• Exercise: Format every line of the items below as a numbered list, skipping blank lines and leaving out all images.

## start Data entries

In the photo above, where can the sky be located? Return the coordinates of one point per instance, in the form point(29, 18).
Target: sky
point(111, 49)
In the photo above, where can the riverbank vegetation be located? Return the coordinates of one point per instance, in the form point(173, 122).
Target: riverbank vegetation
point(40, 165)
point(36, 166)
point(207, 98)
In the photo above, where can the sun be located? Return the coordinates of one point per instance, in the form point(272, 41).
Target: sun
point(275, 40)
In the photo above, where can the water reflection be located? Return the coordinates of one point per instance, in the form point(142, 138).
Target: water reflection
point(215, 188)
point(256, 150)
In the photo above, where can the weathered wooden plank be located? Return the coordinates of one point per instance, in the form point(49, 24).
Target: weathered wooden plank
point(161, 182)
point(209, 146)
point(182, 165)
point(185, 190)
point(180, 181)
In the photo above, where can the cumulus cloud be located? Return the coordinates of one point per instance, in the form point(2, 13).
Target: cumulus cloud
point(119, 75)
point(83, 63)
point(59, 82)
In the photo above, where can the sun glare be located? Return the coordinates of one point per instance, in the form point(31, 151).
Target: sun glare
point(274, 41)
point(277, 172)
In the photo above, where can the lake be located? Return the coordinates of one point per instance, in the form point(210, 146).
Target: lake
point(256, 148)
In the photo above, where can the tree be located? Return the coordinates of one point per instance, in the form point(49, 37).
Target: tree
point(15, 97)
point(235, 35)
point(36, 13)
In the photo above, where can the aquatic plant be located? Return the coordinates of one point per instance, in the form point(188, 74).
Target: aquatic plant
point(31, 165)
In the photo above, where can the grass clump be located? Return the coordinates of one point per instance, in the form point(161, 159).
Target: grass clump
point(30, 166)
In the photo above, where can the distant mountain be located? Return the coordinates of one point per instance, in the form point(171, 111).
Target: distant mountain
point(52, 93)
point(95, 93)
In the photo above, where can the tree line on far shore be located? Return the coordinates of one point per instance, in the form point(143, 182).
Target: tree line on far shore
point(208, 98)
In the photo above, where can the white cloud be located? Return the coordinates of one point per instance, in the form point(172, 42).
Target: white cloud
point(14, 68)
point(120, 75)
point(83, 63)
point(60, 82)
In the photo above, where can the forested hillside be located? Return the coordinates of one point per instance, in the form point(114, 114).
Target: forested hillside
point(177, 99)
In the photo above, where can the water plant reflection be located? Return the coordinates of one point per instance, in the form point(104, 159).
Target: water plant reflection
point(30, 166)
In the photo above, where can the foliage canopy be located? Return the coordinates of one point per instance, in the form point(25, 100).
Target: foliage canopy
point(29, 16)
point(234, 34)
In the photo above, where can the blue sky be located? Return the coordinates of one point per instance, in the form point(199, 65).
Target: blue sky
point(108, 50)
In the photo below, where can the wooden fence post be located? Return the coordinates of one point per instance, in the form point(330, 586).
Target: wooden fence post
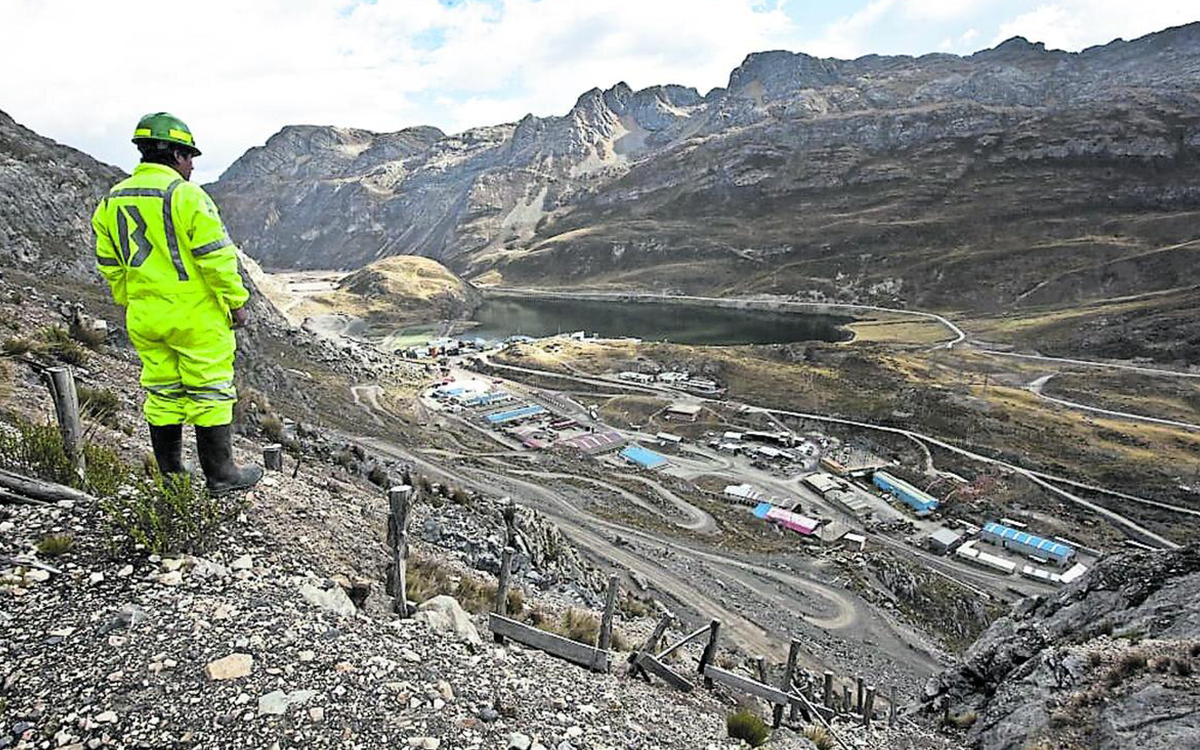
point(400, 503)
point(793, 655)
point(610, 609)
point(66, 408)
point(714, 634)
point(273, 457)
point(649, 647)
point(502, 587)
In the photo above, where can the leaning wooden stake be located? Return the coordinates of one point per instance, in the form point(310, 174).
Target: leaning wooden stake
point(714, 634)
point(66, 407)
point(648, 647)
point(400, 502)
point(502, 587)
point(793, 655)
point(273, 457)
point(610, 609)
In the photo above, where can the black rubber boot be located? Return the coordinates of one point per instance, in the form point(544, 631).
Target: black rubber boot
point(215, 447)
point(168, 448)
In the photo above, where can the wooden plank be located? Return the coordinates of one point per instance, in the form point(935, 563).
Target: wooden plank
point(651, 646)
point(563, 648)
point(793, 655)
point(747, 685)
point(709, 654)
point(664, 672)
point(683, 641)
point(273, 457)
point(610, 610)
point(400, 503)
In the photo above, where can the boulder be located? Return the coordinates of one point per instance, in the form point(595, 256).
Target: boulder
point(445, 615)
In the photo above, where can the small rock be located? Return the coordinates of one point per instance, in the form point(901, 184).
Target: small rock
point(331, 600)
point(517, 741)
point(229, 667)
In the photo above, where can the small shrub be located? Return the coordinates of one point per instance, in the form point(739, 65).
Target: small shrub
point(819, 736)
point(168, 514)
point(1129, 664)
point(36, 450)
point(65, 348)
point(99, 405)
point(106, 473)
point(580, 627)
point(273, 429)
point(744, 724)
point(53, 545)
point(16, 346)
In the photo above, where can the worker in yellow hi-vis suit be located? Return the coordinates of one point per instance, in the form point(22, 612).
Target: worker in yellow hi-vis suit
point(166, 255)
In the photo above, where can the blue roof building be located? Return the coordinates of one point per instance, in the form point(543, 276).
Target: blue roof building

## end Data entries

• Right answer:
1. In the photo above, where can the sky be located? Return the coordinates of one point per instance, in the form point(29, 18).
2. Target: sky
3. point(111, 49)
4. In the photo above, where can the riverbank vegetation be located? Return the coordinates of one point per instance, in the form point(173, 122).
5. Target: riverbank vegetation
6. point(40, 165)
7. point(36, 166)
8. point(207, 98)
9. In the photo above, where can the sun be located? Return the coordinates of one point per instance, in the form point(272, 41).
10. Target: sun
11. point(275, 40)
12. In the photo above, where can the water reflection be located? Return the coordinates of one point per instance, in the form point(142, 138).
13. Target: water reflection
14. point(215, 188)
15. point(256, 150)
16. In the photo above, where can the weathered wooden plank be located? Return the coordinates of one point per instance, in the form point(49, 24).
17. Target: weathered wooden plank
18. point(161, 182)
19. point(209, 146)
20. point(182, 165)
21. point(185, 190)
22. point(180, 181)
23. In the photo above, where can the cumulus cloud be located? Return the coordinates of one point per instance, in the form point(2, 13).
24. Target: cumulus cloud
25. point(119, 75)
26. point(83, 63)
27. point(59, 82)
28. In the photo above, where can the sun glare be located? Return the coordinates of one point per instance, in the form point(31, 151).
29. Target: sun glare
30. point(274, 41)
31. point(277, 172)
32. In the photo above, where can the lake be located? Return the coordinates of one point per instance, in the form point(210, 146).
33. Target: lake
34. point(256, 148)
35. In the photo above, where can the tree be located? Return the coordinates of one point per instance, in the form point(49, 37).
36. Target: tree
37. point(15, 97)
38. point(235, 35)
39. point(36, 13)
40. In the photo above, where can the aquatic plant be located? Return the coordinates of one point per instance, in the form point(188, 74).
41. Target: aquatic plant
42. point(31, 165)
43. In the photo above, where can the grass clump be located? Return the coordinates of one point per instance, in the form point(161, 159).
44. Target: grass clump
45. point(30, 166)
46. In the photo above, where can the distant mountain be located? Return the coordinates of one point per instance, in the form point(171, 111).
47. Target: distant mountain
48. point(52, 93)
49. point(95, 93)
50. In the photo above, where can the tree line on far shore be located? Return the coordinates of one point per instance, in the form point(143, 182).
51. Target: tree line on far shore
52. point(208, 98)
53. In the photo above, where can the white cloud be located? Return the coordinates of one point per instance, in the form point(172, 42).
54. Target: white cloud
55. point(14, 68)
56. point(120, 75)
57. point(83, 63)
58. point(60, 82)
59. In the photo above, where can the forested hillside be located? Return the coordinates of one point per instance, in the form point(114, 114).
60. Target: forested hillside
61. point(177, 99)
62. In the photo above, where can the water plant reflection be located? Return the coordinates of one point per instance, in the form point(104, 159).
63. Target: water plant reflection
64. point(30, 166)
65. In the photo above, where can the foliage canopy be located? Return the coordinates of one point per instance, in the form point(25, 100).
66. Target: foliage canopy
67. point(29, 16)
68. point(234, 34)
69. In the photo above, where can the blue sky be located? Return the coordinates of one point per instance, in the form point(199, 65).
70. Target: blue sky
71. point(108, 50)
72. In the photo below, where can the wooden fence post be located? Return the coordinates of one point per instance, in the form point(330, 586).
73. Target: wooden fence post
74. point(400, 503)
75. point(793, 655)
76. point(610, 609)
77. point(66, 408)
78. point(714, 634)
79. point(273, 457)
80. point(649, 647)
81. point(502, 587)
82. In the photo above, where can the leaning wooden stake be located? Return the coordinates of one point per instance, in the form point(310, 174).
83. Target: leaning wooden stake
84. point(714, 634)
85. point(66, 407)
86. point(648, 647)
87. point(400, 502)
88. point(502, 587)
89. point(793, 655)
90. point(273, 457)
91. point(610, 609)
92. In the photo above, where can the black rubber boot be located? Return the coordinates of one point per instance, in the form point(544, 631).
93. Target: black rubber boot
94. point(215, 447)
95. point(168, 448)
96. In the photo above, where can the wooden plank be located? Return the coordinates of one point per instance, in the form point(935, 563).
97. Target: wooden plank
98. point(651, 646)
99. point(563, 648)
100. point(793, 655)
101. point(747, 685)
102. point(709, 654)
103. point(664, 672)
104. point(683, 641)
105. point(273, 457)
106. point(610, 610)
107. point(400, 503)
108. In the photo above, where can the boulder be located? Return the coordinates of one point per instance, in the form point(595, 256).
109. Target: boulder
110. point(445, 615)
111. In the photo above, where can the small rock be located? Return the coordinates of one point per instance, in the form point(901, 184).
112. Target: small rock
113. point(331, 600)
114. point(517, 741)
115. point(229, 667)
116. In the photo above, where can the small shrub be located? Return the coordinates of one point per instance, in the form point(739, 65).
117. Target: small shrub
118. point(819, 736)
119. point(168, 514)
120. point(1129, 664)
121. point(36, 450)
122. point(65, 348)
123. point(99, 405)
124. point(106, 473)
125. point(580, 627)
126. point(273, 429)
127. point(744, 724)
128. point(53, 545)
129. point(16, 346)
130. In the photo above, where can the worker in yellow hi-vis suit be located? Return the coordinates of one point per instance, in the form point(22, 612).
131. Target: worker in yellow hi-vis suit
132. point(166, 255)
133. In the photo above, where can the blue roof building be located? Return the coordinates of one point per instance, in the form point(543, 276).
134. Target: blue roof building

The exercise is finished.